» Image-grounded pointing data
*** Block opens ***
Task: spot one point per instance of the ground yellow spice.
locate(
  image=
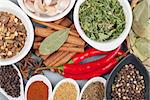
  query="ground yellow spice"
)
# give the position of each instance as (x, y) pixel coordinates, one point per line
(66, 91)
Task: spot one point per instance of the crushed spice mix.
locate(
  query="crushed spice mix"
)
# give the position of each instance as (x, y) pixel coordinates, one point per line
(10, 80)
(66, 91)
(12, 35)
(37, 91)
(128, 84)
(95, 91)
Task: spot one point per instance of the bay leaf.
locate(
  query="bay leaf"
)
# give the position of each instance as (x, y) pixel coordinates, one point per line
(53, 42)
(143, 46)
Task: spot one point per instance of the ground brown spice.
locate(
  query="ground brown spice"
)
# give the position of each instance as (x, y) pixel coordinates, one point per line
(95, 91)
(66, 91)
(37, 91)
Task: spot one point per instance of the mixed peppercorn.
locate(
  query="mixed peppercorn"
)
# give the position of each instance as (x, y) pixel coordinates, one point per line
(10, 81)
(12, 35)
(128, 84)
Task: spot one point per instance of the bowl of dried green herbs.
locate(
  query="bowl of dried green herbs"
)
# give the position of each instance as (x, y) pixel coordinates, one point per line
(103, 24)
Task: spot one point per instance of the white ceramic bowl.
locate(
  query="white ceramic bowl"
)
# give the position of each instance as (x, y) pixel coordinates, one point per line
(8, 6)
(46, 18)
(95, 79)
(39, 78)
(69, 81)
(111, 44)
(21, 97)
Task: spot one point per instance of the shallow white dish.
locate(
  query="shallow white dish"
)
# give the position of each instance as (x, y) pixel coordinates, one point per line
(8, 6)
(111, 44)
(39, 78)
(21, 97)
(95, 79)
(69, 81)
(46, 18)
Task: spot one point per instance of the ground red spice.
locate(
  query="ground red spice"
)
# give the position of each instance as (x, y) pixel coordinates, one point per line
(37, 91)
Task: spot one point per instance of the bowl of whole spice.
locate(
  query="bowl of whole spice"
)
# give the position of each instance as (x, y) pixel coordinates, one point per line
(38, 88)
(16, 33)
(11, 83)
(94, 89)
(66, 89)
(103, 24)
(128, 81)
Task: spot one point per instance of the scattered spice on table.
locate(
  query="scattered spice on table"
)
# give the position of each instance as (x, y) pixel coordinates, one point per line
(29, 64)
(95, 91)
(66, 91)
(12, 35)
(128, 84)
(102, 20)
(37, 91)
(10, 80)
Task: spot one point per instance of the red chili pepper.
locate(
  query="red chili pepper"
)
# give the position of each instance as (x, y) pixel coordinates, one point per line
(98, 72)
(88, 67)
(88, 53)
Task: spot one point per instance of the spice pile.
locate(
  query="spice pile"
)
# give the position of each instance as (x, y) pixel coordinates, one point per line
(37, 91)
(66, 91)
(12, 35)
(29, 64)
(95, 91)
(102, 20)
(10, 80)
(128, 84)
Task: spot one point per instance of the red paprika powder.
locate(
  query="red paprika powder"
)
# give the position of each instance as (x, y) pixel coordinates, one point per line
(37, 91)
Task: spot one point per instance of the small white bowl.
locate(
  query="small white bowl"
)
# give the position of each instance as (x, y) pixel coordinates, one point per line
(111, 44)
(21, 97)
(68, 80)
(95, 79)
(46, 18)
(39, 78)
(8, 6)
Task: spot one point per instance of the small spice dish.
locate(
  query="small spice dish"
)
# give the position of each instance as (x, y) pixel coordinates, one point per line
(21, 97)
(130, 59)
(45, 17)
(40, 78)
(95, 79)
(109, 44)
(6, 6)
(70, 81)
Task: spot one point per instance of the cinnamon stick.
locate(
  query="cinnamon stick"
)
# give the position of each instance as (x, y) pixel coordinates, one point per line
(66, 22)
(43, 32)
(44, 57)
(65, 59)
(72, 49)
(55, 26)
(52, 57)
(38, 39)
(36, 45)
(69, 45)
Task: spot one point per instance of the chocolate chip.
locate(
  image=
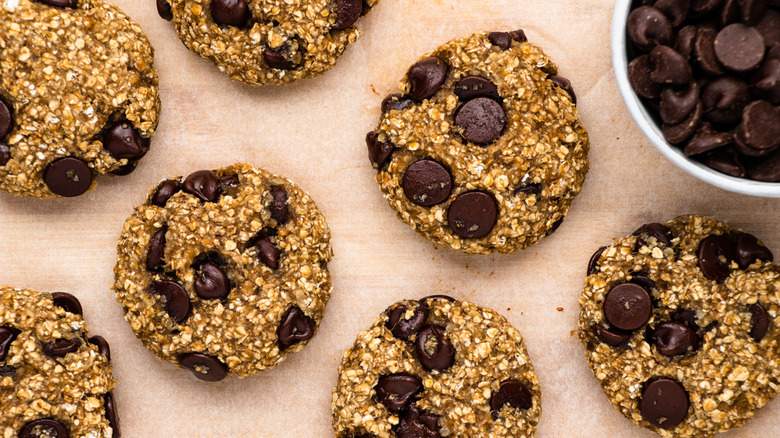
*** Block closes ***
Scan the data above; copy every line where "table" appears.

» WORKED SOLUTION
Task: spot one point per instance of the scattered spice on table.
  query="scattered spice on table"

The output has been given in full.